(Region pointing data)

☆ ☆ ☆ ☆ ☆

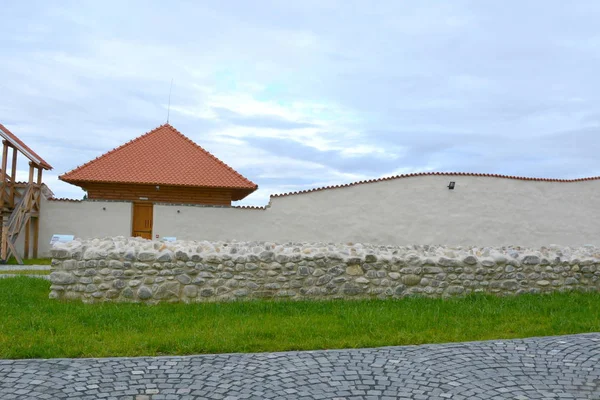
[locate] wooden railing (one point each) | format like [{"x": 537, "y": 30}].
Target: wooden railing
[{"x": 24, "y": 209}]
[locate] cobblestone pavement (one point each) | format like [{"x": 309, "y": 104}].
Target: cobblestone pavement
[{"x": 563, "y": 367}]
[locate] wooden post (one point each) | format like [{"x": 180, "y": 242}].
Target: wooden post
[
  {"x": 3, "y": 243},
  {"x": 3, "y": 173},
  {"x": 28, "y": 223},
  {"x": 26, "y": 244},
  {"x": 13, "y": 178},
  {"x": 36, "y": 220},
  {"x": 31, "y": 173}
]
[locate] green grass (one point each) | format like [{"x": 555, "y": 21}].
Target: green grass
[
  {"x": 27, "y": 272},
  {"x": 31, "y": 261},
  {"x": 33, "y": 326}
]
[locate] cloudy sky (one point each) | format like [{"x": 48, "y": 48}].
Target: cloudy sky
[{"x": 301, "y": 94}]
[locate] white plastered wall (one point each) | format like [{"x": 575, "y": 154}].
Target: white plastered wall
[
  {"x": 87, "y": 219},
  {"x": 483, "y": 211}
]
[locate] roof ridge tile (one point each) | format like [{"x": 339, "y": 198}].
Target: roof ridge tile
[{"x": 418, "y": 174}]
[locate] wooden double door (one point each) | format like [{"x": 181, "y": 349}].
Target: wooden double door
[{"x": 142, "y": 220}]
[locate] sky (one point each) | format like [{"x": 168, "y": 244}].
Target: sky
[{"x": 302, "y": 94}]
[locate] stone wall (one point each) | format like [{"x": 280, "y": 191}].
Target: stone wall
[{"x": 138, "y": 270}]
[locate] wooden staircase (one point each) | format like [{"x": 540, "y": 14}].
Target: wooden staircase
[
  {"x": 19, "y": 202},
  {"x": 26, "y": 208}
]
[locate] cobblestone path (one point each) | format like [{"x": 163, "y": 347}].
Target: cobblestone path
[{"x": 562, "y": 367}]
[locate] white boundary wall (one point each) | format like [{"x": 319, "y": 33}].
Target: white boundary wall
[
  {"x": 85, "y": 219},
  {"x": 480, "y": 211}
]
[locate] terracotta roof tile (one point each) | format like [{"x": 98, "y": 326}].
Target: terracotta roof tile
[
  {"x": 522, "y": 178},
  {"x": 163, "y": 156},
  {"x": 33, "y": 156}
]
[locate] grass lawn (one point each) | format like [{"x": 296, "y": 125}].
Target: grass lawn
[
  {"x": 27, "y": 272},
  {"x": 31, "y": 261},
  {"x": 33, "y": 326}
]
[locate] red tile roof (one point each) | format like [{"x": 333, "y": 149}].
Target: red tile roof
[
  {"x": 522, "y": 178},
  {"x": 163, "y": 156},
  {"x": 30, "y": 154}
]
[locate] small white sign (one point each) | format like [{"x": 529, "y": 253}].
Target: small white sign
[{"x": 61, "y": 239}]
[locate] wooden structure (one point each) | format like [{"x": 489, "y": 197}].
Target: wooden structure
[
  {"x": 19, "y": 202},
  {"x": 161, "y": 166}
]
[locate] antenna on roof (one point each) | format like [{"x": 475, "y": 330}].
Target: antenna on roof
[{"x": 169, "y": 108}]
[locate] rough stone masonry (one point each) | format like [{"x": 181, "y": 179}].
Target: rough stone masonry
[{"x": 137, "y": 270}]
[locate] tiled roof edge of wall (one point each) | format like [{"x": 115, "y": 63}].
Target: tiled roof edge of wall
[
  {"x": 390, "y": 178},
  {"x": 213, "y": 206}
]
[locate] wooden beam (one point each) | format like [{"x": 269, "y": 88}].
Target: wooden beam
[
  {"x": 13, "y": 178},
  {"x": 26, "y": 245},
  {"x": 4, "y": 241},
  {"x": 31, "y": 167},
  {"x": 36, "y": 220},
  {"x": 36, "y": 235},
  {"x": 14, "y": 252},
  {"x": 3, "y": 172}
]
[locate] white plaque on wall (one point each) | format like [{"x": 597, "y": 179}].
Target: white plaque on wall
[{"x": 61, "y": 239}]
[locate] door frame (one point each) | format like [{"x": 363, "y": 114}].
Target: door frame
[{"x": 133, "y": 214}]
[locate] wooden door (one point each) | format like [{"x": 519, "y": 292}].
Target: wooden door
[{"x": 142, "y": 220}]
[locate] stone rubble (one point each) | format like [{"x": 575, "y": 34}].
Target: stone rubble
[{"x": 138, "y": 270}]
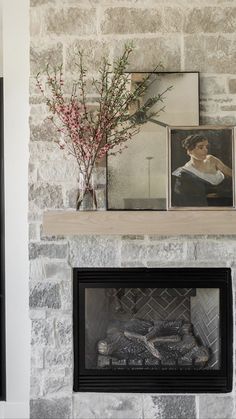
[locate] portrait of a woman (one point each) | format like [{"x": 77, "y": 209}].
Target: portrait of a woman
[{"x": 205, "y": 179}]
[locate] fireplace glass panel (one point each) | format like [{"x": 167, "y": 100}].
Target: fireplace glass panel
[{"x": 152, "y": 328}]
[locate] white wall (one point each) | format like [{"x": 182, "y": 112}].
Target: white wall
[{"x": 16, "y": 133}]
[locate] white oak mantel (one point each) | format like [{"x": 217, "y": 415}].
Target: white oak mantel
[{"x": 139, "y": 222}]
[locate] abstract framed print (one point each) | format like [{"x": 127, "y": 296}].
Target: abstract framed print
[
  {"x": 201, "y": 167},
  {"x": 136, "y": 178}
]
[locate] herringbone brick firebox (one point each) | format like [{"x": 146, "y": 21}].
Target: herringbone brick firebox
[{"x": 153, "y": 330}]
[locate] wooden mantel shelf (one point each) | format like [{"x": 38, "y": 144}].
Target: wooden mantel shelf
[{"x": 139, "y": 222}]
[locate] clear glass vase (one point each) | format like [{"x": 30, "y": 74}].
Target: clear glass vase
[
  {"x": 86, "y": 196},
  {"x": 91, "y": 195}
]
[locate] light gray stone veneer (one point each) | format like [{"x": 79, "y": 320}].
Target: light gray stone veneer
[{"x": 183, "y": 35}]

☆ ☆ ☆ ☆ ☆

PROMPT => A faithful copy of all the data above is required, printed exactly and with no pictures.

ANSWER TO THE EXERCISE =>
[locate] wooden railing (one point each) | format like [{"x": 537, "y": 30}].
Target: wooden railing
[{"x": 24, "y": 209}]
[locate] cobblestone pavement (one point each) | format like [{"x": 309, "y": 104}].
Target: cobblestone pavement
[{"x": 563, "y": 367}]
[locate] wooden post (one point each) | format like [{"x": 180, "y": 242}].
Target: wooden post
[
  {"x": 3, "y": 243},
  {"x": 3, "y": 173},
  {"x": 28, "y": 223},
  {"x": 26, "y": 244},
  {"x": 13, "y": 178},
  {"x": 36, "y": 220},
  {"x": 31, "y": 173}
]
[locate] green grass (one point each) | format like [{"x": 555, "y": 21}].
Target: green grass
[
  {"x": 27, "y": 272},
  {"x": 31, "y": 261},
  {"x": 33, "y": 326}
]
[locate] cloudy sky (one point each) | format like [{"x": 48, "y": 48}].
Target: cloudy sky
[{"x": 301, "y": 94}]
[locate] white plastered wall (one point each) | format like [{"x": 575, "y": 154}].
Target: white plastered wall
[
  {"x": 87, "y": 219},
  {"x": 483, "y": 211}
]
[locate] roof ridge tile (one point each) | format like [{"x": 339, "y": 198}].
Target: roof ridge tile
[{"x": 418, "y": 174}]
[locate] wooden double door (one point each) | format like [{"x": 181, "y": 349}].
Target: wooden double door
[{"x": 142, "y": 220}]
[locate] sky (one point each) | format like [{"x": 168, "y": 244}].
Target: sky
[{"x": 302, "y": 94}]
[locate] stone wall (one point each) | format like [{"x": 280, "y": 191}].
Target: stone wall
[{"x": 138, "y": 270}]
[locate] wooden staircase (one point each) | format like [{"x": 540, "y": 14}].
Target: wooden staircase
[
  {"x": 19, "y": 202},
  {"x": 26, "y": 208}
]
[locate] cobblestone path (one point each) | format like [{"x": 163, "y": 347}].
Target: cobblestone path
[{"x": 562, "y": 367}]
[locate] white boundary wall (one point each) | format like [{"x": 319, "y": 33}].
Target: white boundary wall
[
  {"x": 85, "y": 219},
  {"x": 480, "y": 211}
]
[locate] terracotta roof tile (one point each) | format like [{"x": 98, "y": 326}].
Target: terracotta roof tile
[
  {"x": 522, "y": 178},
  {"x": 163, "y": 156},
  {"x": 33, "y": 156}
]
[locate] grass lawn (one point each) | format like [{"x": 296, "y": 125}].
Target: grass lawn
[
  {"x": 27, "y": 272},
  {"x": 31, "y": 261},
  {"x": 33, "y": 326}
]
[locate] red tile roof (one point each) | format like [{"x": 333, "y": 149}].
Target: red tile roof
[
  {"x": 522, "y": 178},
  {"x": 163, "y": 156},
  {"x": 30, "y": 154}
]
[locate] small white sign (one point each) | format like [{"x": 529, "y": 253}].
Target: small white sign
[{"x": 61, "y": 239}]
[locate] wooden structure (one point each) | format like [{"x": 489, "y": 197}].
Target: wooden structure
[
  {"x": 19, "y": 202},
  {"x": 161, "y": 166}
]
[locate] antenna on roof (one point each) | format like [{"x": 475, "y": 330}].
Target: antenna on roof
[{"x": 169, "y": 108}]
[locate] rough stone masonry (one point each) | format like [{"x": 181, "y": 179}].
Target: rough stone masonry
[{"x": 137, "y": 270}]
[locate] tiled roof edge of wall (one point each) | format like [{"x": 115, "y": 63}].
Target: tiled roof edge of wall
[
  {"x": 390, "y": 178},
  {"x": 213, "y": 206}
]
[locate] wooden beam (one point each) | format like [{"x": 269, "y": 88}].
Target: wooden beam
[
  {"x": 13, "y": 178},
  {"x": 26, "y": 245},
  {"x": 4, "y": 241},
  {"x": 31, "y": 167},
  {"x": 36, "y": 220},
  {"x": 36, "y": 235},
  {"x": 14, "y": 252},
  {"x": 3, "y": 172}
]
[locate] white plaque on wall (one point each) | format like [{"x": 597, "y": 179}].
Target: white plaque on wall
[{"x": 61, "y": 239}]
[locate] door frame (one point each) | format like [{"x": 363, "y": 114}].
Target: door frame
[{"x": 133, "y": 214}]
[locate] wooden door (one point each) | format like [{"x": 519, "y": 292}].
Target: wooden door
[{"x": 142, "y": 220}]
[locate] stone rubble (one point each) | format like [{"x": 575, "y": 34}].
Target: stone rubble
[{"x": 138, "y": 270}]
[locate] portrait of a woman (one point each) | format like [{"x": 77, "y": 209}].
Target: portrait of a woman
[{"x": 205, "y": 179}]
[locate] fireplace glass panel (one point each) | format like [{"x": 167, "y": 100}].
Target: fireplace glass panel
[{"x": 152, "y": 328}]
[locate] white wall (one point each) | format like [{"x": 182, "y": 112}].
Target: white wall
[{"x": 16, "y": 133}]
[locate] white oak mantel (one point each) | format like [{"x": 217, "y": 415}].
Target: white oak mantel
[{"x": 139, "y": 222}]
[locate] abstract framed print (one point each) | format like [{"x": 127, "y": 296}].
Target: abstract framed print
[
  {"x": 201, "y": 167},
  {"x": 136, "y": 178}
]
[locate] herringbone brick firebox (one point each) | format like [{"x": 146, "y": 21}].
Target: herringbone brick firebox
[{"x": 153, "y": 330}]
[locate] wooden mantel shelf (one point each) | format like [{"x": 38, "y": 144}].
Target: wooden mantel shelf
[{"x": 139, "y": 222}]
[locate] clear glass vase (one point each) | format like [{"x": 30, "y": 74}].
Target: clear glass vase
[
  {"x": 86, "y": 196},
  {"x": 91, "y": 195}
]
[locate] light gray stone veneer (one point each) | format like [{"x": 79, "y": 320}].
Target: light gray stone veneer
[{"x": 183, "y": 35}]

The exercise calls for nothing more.